__EJERCICIOS POR RESOLVER__:
• 1. Copia del texto sobre el costo de los derechos el pasaje que empieza en "Stephen Holmes y" y termina en "o cierres empresariales.".
• 2. Responde según el texto sobre el costo de los derechos:
(a) ¿Qué autores se citan en el texto?
(b) ¿Qué país se menciona como ejemplo de reformas sociales impulsadas por consultas populares?
(c) ¿De qué dos maneras trasladan las empresas los mayores costos que no pueden absorber?

__TEXTO DE LECTURA__:

╭──

La expansión de derechos sociales y laborales es, ante todo, un acto de solidaridad. Pero cada derecho tiene un costo.

Stephen Holmes y Cass Sunstein lo advierten en The Cost of Rights: Why Liberty Depends on Taxes: “Los derechos no existen sin recursos que los financien: todo derecho tiene un costo y debe ser financiado por alguien”.

No son abstracciones, sino compromisos materiales. Suponer que el Estado, las empresas o “los ricos” pueden asumir cualquier demanda sin consecuencias lleva, tarde o temprano, a inflación, desempleo o cierres empresariales.

Colombia, en medio de reformas sociales impulsadas por consultas populares, enfrenta este dilema con claridad. Garantizar seguridad social a informales, imponer contratos indefinidos como regla o entregar bonos pensionales a poblaciones vulnerables son metas legítimas.

Pero sin una economía dinámica que las respalde corren el riesgo de volverse promesas vacías. Si las empresas no pueden absorber mayores costos -por baja productividad, regulaciones rígidas o falta de incentivos-, los trasladan: precios más altos o despidos.

Creer que la redistribución basta o que los recursos son inagotables es una ilusión que la historia económica ya ha desmontado. Y el problema se agrava cuando esos nuevos costos recaen sobre un aparato productivo ya golpeado: infraestructura ineficiente, inseguridad jurídica, pagos estatales atrasados e inseguridad que disuade inversiones.

╰──

__MATERIAL__:
╭──

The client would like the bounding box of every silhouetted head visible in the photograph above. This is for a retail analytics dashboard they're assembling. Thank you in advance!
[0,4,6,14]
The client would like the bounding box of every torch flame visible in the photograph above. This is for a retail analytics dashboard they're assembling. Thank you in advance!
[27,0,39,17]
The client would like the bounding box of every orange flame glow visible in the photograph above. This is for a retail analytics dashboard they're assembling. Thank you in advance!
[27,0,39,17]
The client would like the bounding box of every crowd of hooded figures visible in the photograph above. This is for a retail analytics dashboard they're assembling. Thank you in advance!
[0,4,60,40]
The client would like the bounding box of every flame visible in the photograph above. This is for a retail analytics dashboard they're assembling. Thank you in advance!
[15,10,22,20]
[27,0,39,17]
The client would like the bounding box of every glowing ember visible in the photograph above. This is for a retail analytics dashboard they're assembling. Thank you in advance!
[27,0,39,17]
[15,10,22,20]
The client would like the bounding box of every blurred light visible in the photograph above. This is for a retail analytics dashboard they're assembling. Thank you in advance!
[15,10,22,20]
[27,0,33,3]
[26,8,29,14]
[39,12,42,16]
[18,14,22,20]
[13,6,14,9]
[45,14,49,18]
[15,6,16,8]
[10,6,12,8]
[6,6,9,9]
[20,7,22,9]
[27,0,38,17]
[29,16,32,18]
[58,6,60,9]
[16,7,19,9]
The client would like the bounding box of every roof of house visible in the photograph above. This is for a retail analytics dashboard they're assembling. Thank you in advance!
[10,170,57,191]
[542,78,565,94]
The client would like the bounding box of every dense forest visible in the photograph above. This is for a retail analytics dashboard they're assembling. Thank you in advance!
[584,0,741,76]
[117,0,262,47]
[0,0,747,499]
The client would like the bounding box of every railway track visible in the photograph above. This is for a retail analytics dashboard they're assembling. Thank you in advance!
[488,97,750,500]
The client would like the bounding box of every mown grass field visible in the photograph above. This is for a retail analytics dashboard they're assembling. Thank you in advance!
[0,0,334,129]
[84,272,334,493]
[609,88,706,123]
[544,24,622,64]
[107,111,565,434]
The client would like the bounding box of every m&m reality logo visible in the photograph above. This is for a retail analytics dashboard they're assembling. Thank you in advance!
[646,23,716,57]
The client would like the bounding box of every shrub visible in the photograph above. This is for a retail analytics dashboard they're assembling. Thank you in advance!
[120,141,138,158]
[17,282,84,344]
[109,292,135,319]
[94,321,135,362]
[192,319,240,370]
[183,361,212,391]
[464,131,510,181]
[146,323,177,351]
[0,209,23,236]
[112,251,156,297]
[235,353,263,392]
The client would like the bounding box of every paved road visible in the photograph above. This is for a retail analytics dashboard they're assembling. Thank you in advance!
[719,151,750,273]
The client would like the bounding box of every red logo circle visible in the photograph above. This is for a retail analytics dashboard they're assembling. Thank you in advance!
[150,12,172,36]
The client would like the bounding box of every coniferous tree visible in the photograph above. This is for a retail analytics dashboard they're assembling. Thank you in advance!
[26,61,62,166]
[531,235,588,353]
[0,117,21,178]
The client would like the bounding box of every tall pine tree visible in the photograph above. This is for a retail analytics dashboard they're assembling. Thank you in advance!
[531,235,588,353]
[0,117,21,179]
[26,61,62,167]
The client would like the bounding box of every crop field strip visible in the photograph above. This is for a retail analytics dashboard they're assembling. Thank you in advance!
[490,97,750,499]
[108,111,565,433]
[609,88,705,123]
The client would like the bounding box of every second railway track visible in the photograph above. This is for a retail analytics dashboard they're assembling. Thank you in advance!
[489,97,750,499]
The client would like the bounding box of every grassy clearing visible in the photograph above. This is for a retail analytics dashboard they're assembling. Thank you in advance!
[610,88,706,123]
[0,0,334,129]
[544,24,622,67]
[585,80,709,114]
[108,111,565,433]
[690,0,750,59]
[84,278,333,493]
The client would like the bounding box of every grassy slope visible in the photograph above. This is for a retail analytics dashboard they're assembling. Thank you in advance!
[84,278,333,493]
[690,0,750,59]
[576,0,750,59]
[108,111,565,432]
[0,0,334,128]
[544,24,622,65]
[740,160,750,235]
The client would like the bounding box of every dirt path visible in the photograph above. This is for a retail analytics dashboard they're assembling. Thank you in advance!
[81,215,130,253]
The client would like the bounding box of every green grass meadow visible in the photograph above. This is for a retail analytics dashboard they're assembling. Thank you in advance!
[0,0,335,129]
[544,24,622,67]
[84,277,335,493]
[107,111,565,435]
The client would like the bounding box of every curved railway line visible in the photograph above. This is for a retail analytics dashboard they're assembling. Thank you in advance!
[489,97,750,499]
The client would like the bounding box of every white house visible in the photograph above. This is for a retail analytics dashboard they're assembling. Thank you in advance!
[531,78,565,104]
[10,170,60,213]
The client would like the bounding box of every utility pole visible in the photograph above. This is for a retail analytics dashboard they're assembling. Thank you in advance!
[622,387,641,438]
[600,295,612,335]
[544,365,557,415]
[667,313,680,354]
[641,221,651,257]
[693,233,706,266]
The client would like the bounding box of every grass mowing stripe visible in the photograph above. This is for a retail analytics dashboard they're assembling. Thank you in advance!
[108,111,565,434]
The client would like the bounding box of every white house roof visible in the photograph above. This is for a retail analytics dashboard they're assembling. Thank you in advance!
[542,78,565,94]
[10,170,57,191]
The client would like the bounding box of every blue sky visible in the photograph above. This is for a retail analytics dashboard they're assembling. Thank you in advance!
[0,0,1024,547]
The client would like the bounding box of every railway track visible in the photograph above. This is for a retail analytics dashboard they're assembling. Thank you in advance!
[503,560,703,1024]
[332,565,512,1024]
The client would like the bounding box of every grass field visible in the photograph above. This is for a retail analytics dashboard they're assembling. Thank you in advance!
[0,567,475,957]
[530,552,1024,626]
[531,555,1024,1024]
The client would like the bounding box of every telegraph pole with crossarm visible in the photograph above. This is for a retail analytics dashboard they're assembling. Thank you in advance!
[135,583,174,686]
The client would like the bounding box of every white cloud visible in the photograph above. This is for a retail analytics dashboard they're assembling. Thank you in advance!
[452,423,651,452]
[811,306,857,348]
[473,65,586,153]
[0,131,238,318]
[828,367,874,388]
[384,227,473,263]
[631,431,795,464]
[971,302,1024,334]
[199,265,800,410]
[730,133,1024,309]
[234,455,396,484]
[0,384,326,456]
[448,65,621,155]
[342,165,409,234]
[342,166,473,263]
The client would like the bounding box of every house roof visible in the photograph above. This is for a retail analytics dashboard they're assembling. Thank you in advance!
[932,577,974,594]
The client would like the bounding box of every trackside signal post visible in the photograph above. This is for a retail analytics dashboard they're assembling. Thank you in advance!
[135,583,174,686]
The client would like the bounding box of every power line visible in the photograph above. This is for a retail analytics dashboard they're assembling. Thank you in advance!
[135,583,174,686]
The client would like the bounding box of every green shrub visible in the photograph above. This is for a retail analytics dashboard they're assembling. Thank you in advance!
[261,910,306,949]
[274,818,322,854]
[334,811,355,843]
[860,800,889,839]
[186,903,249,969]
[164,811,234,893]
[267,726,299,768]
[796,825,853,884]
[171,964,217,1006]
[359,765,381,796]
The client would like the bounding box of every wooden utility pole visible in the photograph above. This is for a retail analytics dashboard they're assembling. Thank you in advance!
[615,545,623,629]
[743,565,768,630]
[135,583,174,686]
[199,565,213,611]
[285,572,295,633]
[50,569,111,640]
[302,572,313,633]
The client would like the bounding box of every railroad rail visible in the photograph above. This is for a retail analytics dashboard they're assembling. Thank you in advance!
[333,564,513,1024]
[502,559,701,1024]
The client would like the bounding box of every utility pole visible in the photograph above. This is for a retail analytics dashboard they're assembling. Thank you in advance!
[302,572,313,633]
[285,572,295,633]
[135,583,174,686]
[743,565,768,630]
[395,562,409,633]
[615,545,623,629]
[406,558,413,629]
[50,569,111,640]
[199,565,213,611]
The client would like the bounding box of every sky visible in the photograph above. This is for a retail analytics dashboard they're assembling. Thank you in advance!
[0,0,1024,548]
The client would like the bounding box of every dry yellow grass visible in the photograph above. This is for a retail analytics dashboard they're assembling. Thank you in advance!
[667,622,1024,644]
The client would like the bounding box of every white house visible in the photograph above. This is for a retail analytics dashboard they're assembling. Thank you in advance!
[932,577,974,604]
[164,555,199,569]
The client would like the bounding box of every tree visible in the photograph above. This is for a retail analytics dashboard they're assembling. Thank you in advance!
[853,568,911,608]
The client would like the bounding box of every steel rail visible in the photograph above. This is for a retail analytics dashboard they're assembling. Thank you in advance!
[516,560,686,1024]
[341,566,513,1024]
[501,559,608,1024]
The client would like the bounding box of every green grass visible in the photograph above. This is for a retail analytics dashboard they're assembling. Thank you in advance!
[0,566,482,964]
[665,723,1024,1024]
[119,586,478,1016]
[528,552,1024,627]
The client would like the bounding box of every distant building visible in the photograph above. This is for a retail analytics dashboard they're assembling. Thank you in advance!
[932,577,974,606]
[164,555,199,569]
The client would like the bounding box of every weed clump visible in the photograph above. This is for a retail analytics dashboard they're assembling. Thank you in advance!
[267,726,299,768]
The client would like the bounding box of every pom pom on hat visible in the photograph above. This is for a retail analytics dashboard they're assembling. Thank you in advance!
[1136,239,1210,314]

╰──

__RESPUESTAS DEL EJERCICIO__:
• 1.
Stephen Holmes y Cass Sunstein lo advierten en The Cost of Rights: Why Liberty Depends on Taxes: “Los derechos no existen sin recursos que los financien: todo derecho tiene un costo y debe ser financiado por alguien”.

No son abstracciones, sino compromisos materiales. Suponer que el Estado, las empresas o “los ricos” pueden asumir cualquier demanda sin consecuencias lleva, tarde o temprano, a inflación, desempleo o cierres empresariales.

• 2.
(a) Stephen Holmes y Cass Sunstein.
(b) Colombia.
(c) Con precios más altos o con despidos.